(Point localization data)
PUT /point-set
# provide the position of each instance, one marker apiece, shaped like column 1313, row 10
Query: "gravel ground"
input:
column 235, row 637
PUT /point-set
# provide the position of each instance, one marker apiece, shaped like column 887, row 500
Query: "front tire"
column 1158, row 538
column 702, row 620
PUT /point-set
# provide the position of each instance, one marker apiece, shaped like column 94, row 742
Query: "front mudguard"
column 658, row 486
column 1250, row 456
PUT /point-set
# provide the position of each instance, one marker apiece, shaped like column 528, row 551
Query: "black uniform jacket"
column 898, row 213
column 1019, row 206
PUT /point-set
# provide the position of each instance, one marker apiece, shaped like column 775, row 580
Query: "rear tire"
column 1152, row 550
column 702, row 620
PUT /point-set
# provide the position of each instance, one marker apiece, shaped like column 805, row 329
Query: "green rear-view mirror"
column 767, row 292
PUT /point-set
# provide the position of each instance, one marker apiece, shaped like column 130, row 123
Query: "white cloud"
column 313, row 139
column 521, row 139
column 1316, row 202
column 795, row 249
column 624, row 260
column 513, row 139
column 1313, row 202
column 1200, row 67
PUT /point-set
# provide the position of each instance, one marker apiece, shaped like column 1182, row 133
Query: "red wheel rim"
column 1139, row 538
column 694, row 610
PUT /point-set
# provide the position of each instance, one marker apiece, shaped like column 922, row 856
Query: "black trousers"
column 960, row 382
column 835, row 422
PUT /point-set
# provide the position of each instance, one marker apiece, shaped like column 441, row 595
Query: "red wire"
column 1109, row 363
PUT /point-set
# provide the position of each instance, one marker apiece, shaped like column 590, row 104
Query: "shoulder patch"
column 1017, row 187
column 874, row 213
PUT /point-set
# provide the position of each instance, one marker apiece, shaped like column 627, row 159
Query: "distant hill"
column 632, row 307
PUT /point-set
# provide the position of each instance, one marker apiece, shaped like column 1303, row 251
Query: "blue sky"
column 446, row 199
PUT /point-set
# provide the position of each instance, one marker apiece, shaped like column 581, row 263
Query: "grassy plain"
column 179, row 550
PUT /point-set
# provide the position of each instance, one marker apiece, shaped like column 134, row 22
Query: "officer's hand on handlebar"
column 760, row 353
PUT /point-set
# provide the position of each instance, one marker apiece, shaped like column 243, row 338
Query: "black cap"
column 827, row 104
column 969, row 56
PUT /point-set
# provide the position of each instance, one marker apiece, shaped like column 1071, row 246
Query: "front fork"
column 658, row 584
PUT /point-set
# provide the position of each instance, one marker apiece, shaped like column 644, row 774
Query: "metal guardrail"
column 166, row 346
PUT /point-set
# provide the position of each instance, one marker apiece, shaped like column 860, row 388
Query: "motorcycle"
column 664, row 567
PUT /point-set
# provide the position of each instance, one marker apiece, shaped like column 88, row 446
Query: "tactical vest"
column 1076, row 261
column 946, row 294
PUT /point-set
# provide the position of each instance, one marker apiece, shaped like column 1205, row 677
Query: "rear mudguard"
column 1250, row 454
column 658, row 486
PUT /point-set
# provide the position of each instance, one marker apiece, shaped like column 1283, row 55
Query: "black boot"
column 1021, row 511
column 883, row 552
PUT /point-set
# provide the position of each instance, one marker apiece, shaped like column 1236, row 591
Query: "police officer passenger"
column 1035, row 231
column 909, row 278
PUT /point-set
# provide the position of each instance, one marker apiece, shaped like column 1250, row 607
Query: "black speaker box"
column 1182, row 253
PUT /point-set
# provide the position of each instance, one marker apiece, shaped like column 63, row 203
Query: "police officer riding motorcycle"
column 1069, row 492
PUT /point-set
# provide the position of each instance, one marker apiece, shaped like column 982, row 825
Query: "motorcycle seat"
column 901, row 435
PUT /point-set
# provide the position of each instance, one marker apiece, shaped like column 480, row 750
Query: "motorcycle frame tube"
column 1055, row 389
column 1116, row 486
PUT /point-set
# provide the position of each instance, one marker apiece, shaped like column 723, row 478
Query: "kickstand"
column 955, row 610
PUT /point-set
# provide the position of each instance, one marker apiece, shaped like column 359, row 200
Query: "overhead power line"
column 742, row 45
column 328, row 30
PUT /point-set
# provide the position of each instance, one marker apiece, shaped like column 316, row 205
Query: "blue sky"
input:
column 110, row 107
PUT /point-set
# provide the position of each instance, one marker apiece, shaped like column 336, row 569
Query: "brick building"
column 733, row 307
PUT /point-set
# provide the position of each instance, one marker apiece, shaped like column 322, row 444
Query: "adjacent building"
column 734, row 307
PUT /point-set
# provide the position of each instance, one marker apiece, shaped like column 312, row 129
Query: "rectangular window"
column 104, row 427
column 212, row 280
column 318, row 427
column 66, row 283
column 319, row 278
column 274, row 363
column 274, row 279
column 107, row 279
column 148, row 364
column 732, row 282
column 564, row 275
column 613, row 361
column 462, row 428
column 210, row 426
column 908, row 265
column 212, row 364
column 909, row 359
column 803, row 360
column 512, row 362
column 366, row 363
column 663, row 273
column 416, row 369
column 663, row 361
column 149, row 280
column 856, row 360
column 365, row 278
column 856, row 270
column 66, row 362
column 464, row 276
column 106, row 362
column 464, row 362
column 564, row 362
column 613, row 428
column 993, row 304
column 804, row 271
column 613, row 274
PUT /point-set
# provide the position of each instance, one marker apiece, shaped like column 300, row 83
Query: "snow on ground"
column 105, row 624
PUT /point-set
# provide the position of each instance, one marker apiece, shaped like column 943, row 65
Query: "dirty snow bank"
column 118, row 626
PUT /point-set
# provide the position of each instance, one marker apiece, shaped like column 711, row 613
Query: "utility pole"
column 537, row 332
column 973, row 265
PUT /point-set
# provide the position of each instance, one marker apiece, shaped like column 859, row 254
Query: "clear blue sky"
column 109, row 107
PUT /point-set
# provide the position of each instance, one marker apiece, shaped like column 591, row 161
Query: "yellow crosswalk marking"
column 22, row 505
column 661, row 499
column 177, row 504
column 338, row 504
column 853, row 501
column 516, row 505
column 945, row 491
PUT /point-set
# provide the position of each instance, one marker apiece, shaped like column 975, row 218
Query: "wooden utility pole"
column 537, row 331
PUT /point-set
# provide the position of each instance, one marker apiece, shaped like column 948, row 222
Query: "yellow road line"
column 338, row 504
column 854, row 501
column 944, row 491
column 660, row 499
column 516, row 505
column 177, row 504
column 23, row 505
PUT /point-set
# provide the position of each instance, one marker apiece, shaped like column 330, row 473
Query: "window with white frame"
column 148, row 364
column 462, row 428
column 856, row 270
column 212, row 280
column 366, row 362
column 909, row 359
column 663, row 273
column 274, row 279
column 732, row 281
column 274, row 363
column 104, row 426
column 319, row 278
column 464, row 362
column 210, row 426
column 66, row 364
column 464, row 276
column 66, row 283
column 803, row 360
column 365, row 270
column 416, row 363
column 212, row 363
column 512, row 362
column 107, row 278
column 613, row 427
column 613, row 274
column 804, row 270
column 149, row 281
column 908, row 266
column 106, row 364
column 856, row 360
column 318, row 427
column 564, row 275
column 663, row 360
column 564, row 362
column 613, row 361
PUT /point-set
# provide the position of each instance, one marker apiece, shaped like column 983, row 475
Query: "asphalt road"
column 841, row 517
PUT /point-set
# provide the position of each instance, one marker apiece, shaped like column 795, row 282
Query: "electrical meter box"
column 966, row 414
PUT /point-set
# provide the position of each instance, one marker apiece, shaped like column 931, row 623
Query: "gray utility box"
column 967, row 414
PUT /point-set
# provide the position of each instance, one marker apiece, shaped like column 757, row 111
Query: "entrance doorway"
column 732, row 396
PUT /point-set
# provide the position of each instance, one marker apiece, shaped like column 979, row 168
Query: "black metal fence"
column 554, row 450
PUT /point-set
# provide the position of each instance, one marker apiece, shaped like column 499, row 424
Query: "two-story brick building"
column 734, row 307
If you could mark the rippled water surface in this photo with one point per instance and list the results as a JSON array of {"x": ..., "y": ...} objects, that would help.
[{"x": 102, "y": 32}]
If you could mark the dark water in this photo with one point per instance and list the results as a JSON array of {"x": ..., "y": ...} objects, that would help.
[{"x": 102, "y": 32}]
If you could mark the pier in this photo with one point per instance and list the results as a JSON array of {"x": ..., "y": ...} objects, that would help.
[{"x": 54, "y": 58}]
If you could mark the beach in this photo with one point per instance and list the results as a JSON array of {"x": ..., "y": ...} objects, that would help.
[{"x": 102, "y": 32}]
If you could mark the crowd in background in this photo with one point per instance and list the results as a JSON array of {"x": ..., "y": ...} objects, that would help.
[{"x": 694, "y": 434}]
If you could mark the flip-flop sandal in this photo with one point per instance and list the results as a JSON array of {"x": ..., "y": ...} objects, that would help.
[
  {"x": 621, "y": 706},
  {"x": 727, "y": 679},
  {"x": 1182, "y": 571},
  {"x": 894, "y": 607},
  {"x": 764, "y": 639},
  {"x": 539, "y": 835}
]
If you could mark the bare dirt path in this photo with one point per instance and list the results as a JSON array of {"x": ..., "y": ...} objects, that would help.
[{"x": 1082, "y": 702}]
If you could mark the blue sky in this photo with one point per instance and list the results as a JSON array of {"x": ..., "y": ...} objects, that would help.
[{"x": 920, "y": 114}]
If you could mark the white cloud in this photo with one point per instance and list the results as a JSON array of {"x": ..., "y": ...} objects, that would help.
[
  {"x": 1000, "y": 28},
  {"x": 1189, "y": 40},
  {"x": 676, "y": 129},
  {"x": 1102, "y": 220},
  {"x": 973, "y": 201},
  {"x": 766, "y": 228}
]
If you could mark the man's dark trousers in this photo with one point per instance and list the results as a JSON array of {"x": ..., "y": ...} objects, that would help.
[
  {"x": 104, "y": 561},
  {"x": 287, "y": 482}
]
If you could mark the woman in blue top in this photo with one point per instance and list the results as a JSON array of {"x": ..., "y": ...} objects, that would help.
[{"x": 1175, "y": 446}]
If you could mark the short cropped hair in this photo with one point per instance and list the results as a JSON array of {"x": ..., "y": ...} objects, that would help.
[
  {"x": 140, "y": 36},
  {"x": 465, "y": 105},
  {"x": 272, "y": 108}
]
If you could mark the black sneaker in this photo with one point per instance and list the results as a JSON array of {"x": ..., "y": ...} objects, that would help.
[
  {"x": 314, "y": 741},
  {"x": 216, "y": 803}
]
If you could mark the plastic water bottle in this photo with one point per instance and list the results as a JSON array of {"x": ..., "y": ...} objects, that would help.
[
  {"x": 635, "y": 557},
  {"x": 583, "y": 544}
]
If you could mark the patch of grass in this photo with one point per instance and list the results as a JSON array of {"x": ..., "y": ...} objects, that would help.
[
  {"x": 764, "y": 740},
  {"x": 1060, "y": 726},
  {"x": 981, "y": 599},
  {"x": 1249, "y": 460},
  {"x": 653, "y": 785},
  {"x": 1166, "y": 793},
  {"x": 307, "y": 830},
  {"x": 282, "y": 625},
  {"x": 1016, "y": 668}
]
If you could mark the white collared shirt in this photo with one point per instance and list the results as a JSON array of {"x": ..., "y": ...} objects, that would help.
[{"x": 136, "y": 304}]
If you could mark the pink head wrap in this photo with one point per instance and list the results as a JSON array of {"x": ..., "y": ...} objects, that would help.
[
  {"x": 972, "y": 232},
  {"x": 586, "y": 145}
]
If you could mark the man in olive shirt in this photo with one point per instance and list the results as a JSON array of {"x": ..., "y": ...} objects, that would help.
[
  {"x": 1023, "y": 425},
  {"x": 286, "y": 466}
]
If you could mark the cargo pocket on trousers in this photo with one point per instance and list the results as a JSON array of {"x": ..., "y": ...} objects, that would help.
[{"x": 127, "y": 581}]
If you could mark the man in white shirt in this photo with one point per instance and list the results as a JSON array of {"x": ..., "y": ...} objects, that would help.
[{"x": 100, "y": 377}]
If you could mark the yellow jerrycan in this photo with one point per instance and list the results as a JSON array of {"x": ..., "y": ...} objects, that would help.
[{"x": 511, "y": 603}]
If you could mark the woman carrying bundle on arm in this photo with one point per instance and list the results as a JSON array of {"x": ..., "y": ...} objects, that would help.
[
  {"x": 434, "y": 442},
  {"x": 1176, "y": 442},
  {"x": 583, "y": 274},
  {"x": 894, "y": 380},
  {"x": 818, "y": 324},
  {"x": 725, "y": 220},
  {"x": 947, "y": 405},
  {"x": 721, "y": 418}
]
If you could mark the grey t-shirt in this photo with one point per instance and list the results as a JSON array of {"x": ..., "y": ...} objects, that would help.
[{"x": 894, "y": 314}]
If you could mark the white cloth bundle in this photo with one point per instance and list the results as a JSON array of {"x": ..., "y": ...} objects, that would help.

**WHAT TO PRODUCE:** Working from the records above, write out verbatim only the lines from the line containing "134, row 22" through the line containing "1071, row 246".

**ANSWER AREA:**
# provide the position of each instance, one marker apiece, shaped like column 134, row 22
Query: "officer's hand on handlebar"
column 760, row 353
PUT /point-set
# provide the position of each instance, one marker apiece, shaped like column 243, row 338
Query: "black cap"
column 827, row 104
column 969, row 56
PUT /point-set
# provide the position of each instance, one marker apiece, shaped like column 1071, row 246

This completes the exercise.